## Exercise instructions
Copy the data from the line that has "column in the photo above." through the line that has "(1049, 144)", and replace "storefront window" with "display window". Leave everything else unchanged.
═════ Data to use
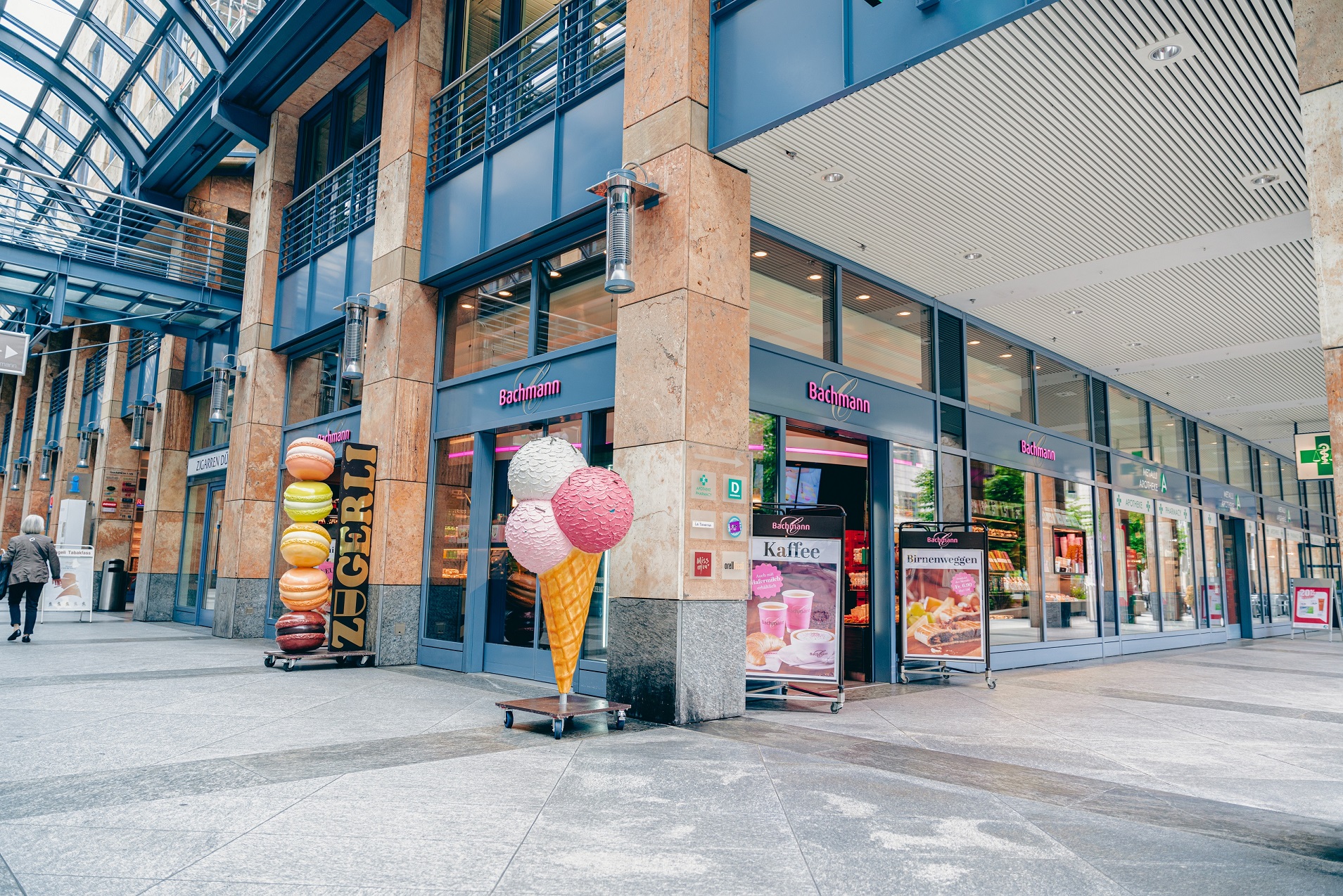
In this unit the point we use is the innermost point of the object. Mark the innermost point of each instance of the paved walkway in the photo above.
══════════
═════ Data to use
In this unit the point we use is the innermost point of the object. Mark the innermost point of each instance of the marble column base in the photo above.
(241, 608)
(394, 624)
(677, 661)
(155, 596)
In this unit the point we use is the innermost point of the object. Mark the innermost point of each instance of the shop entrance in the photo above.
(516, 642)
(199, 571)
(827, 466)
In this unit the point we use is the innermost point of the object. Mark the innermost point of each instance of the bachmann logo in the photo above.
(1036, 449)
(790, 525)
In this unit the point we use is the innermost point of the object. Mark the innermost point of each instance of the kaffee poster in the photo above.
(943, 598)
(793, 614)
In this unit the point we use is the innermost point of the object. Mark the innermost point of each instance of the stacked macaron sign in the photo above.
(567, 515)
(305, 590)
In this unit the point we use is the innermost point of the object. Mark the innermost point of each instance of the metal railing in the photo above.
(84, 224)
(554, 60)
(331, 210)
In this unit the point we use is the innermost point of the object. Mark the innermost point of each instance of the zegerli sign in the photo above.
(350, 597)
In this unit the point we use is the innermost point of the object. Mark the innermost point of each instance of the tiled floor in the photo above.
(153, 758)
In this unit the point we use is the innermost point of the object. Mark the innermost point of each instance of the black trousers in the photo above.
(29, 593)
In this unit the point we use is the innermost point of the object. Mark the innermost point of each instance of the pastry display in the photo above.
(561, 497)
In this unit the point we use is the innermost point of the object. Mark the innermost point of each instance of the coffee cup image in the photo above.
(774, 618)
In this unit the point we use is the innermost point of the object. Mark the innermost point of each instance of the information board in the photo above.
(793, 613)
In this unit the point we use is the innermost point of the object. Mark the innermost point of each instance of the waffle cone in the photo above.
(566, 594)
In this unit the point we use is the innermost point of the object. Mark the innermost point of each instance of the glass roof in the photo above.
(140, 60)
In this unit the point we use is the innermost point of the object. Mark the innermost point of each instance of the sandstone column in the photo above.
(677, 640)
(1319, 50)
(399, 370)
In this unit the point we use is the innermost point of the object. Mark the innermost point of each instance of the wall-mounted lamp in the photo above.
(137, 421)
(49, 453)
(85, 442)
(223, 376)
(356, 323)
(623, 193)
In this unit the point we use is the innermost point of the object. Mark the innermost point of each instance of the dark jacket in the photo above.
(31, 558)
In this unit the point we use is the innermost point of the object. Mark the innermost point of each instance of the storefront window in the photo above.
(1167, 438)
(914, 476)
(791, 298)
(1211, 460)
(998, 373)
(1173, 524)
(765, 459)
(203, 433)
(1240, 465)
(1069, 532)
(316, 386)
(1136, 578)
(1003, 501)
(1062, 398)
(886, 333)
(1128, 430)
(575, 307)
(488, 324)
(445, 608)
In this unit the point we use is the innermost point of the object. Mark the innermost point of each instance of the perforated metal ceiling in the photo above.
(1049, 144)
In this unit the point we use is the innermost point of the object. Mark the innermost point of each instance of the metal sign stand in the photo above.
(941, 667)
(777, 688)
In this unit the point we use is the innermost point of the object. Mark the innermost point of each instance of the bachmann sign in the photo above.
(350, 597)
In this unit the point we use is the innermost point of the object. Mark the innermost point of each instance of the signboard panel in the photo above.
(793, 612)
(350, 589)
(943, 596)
══════════
## Solution to this exercise
In this unit the point we use is the innermost point of the object. Mark the innermost point of each instance of the sandstone column in the photo above.
(677, 640)
(1319, 50)
(399, 370)
In this unit the point we use is the innermost point of the object. Mark the innermost point of each instance of the wall-mounted lamp in the photo above.
(137, 421)
(49, 453)
(85, 442)
(223, 376)
(356, 323)
(623, 193)
In this unit the point we use is the innermost point of the object. Mark the innermost point of each instance of the dark jacket in the photo above.
(31, 558)
In this unit the point we use is the innermost point of the object. Mark the innermost point of each instance of the display window in the photo above.
(1167, 438)
(914, 476)
(791, 298)
(1211, 460)
(998, 373)
(1173, 524)
(765, 459)
(203, 433)
(1240, 465)
(1069, 532)
(316, 386)
(1136, 578)
(1003, 501)
(1062, 398)
(886, 333)
(1128, 430)
(575, 307)
(488, 324)
(445, 608)
In this unit the point we use is the innermost point of the object. Mark the innermost point of each instance of the perforated metal ceiling in the photo above.
(1049, 144)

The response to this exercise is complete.